EXERCISE MATERIALS:
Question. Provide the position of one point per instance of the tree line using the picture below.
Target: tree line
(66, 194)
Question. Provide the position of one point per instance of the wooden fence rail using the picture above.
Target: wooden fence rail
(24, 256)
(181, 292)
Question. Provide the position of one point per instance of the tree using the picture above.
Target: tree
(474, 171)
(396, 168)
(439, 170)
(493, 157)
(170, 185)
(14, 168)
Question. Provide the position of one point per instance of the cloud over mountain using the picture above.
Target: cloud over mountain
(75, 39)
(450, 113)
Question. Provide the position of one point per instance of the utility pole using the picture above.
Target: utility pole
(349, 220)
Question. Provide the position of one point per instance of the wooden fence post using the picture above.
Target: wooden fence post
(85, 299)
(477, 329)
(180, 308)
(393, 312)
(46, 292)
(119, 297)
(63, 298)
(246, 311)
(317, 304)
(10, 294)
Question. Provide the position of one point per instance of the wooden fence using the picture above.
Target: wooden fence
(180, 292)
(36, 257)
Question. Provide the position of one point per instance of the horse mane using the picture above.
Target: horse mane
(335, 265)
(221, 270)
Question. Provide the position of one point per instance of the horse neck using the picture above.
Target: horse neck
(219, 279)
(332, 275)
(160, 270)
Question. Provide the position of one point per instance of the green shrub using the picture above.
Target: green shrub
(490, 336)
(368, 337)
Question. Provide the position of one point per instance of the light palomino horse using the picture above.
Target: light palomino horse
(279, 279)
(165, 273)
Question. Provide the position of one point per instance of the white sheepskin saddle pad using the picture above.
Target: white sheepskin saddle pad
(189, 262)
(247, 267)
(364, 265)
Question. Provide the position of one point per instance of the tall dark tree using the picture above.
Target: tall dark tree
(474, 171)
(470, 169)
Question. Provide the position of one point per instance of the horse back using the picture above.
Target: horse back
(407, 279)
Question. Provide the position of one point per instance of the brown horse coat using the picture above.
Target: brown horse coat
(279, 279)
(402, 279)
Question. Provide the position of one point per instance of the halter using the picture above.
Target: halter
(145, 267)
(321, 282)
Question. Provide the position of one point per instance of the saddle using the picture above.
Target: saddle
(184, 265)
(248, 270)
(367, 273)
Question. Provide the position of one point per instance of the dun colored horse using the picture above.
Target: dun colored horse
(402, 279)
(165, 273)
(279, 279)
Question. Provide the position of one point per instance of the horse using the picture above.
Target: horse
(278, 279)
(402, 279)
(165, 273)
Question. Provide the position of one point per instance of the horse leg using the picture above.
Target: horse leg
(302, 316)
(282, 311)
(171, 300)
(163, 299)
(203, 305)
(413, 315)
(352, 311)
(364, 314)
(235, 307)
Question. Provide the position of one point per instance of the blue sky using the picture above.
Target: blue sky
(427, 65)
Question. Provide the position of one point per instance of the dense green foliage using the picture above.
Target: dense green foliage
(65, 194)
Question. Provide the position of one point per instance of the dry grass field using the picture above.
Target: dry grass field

TASK INSTRUCTIONS: The complete listing, from first line to last, should be copied verbatim.

ANSWER:
Question. Provide the position of one point per instance of the tree line using the picture below.
Target: tree line
(66, 194)
Question. Provide the position of one point per instance of the wooden fence rail using the picture above.
Target: wooden fence rail
(24, 256)
(181, 292)
Question. Provide the position of one point per instance of the tree using the picture above.
Target: tree
(474, 171)
(396, 168)
(439, 170)
(493, 157)
(170, 185)
(14, 168)
Question. Provide the position of one point per instance of the cloud over mountain using the picture above.
Target: cloud over mountain
(75, 39)
(450, 113)
Question. Provide the position of one point per instance of the utility pole using the picture above.
Target: utility pole
(349, 220)
Question. Provide the position of one point per instance of the wooden fence post using the picture above.
Target: wooden fence post
(85, 299)
(477, 329)
(180, 308)
(393, 312)
(46, 292)
(119, 297)
(63, 298)
(246, 311)
(317, 304)
(10, 294)
Question. Provide the position of one point per instance of the wooden fence using the picture above.
Target: wooden fence
(180, 292)
(36, 257)
Question. Provide the position of one point per instance of the horse mane using the picture above.
Target: horse mane
(335, 265)
(221, 270)
Question. Provide the position of one point per instance of the horse neck using the picture above.
Target: horse neck
(219, 279)
(332, 275)
(160, 270)
Question. Provide the position of one point per instance of the green shrub using the picture above.
Target: green shrub
(490, 336)
(368, 337)
Question. Provide the position of one point per instance of the light palomino horse using the picture above.
Target: light palomino horse
(279, 279)
(165, 273)
Question. Provide the position of one point per instance of the white sheepskin saddle pad using the picture above.
Target: white sheepskin saddle pad
(189, 262)
(247, 267)
(364, 265)
Question. Provide the position of one point per instance of the tall dark tree using the picture above.
Target: tall dark tree
(474, 171)
(470, 169)
Question. Provide the position of one point per instance of the horse back using the picture above.
Target: horse back
(407, 279)
Question. Provide the position of one point per instance of the brown horse coat using the picture above.
Target: brown horse coat
(279, 279)
(402, 279)
Question. Provide the position of one point per instance of the halter using the picture above.
Target: halter
(145, 267)
(321, 282)
Question. Provide the position of one point per instance of the saddle using the picture above.
Target: saddle
(184, 265)
(248, 270)
(367, 273)
Question. Provide the position of one point per instance of the dun colored horse using the picture above.
Target: dun colored horse
(402, 279)
(165, 273)
(279, 279)
Question. Provide the position of one point per instance of the horse using the picture above.
Target: horse
(278, 279)
(402, 279)
(165, 273)
Question. Provide the position of one point per instance of the horse leg using the picture above.
Target: horse leg
(302, 316)
(282, 311)
(171, 300)
(163, 299)
(203, 305)
(413, 315)
(352, 311)
(364, 314)
(235, 307)
Question. Provide the position of one point per instance of the blue sky using the picture above.
Target: blue sky
(427, 65)
Question. Provide the position of one point per instance of the dense green foliage using the picture above.
Target: dense green foliage
(65, 194)
Question. Provide the position of one point per instance of the dry grass field using the picture above.
Target: dry grass field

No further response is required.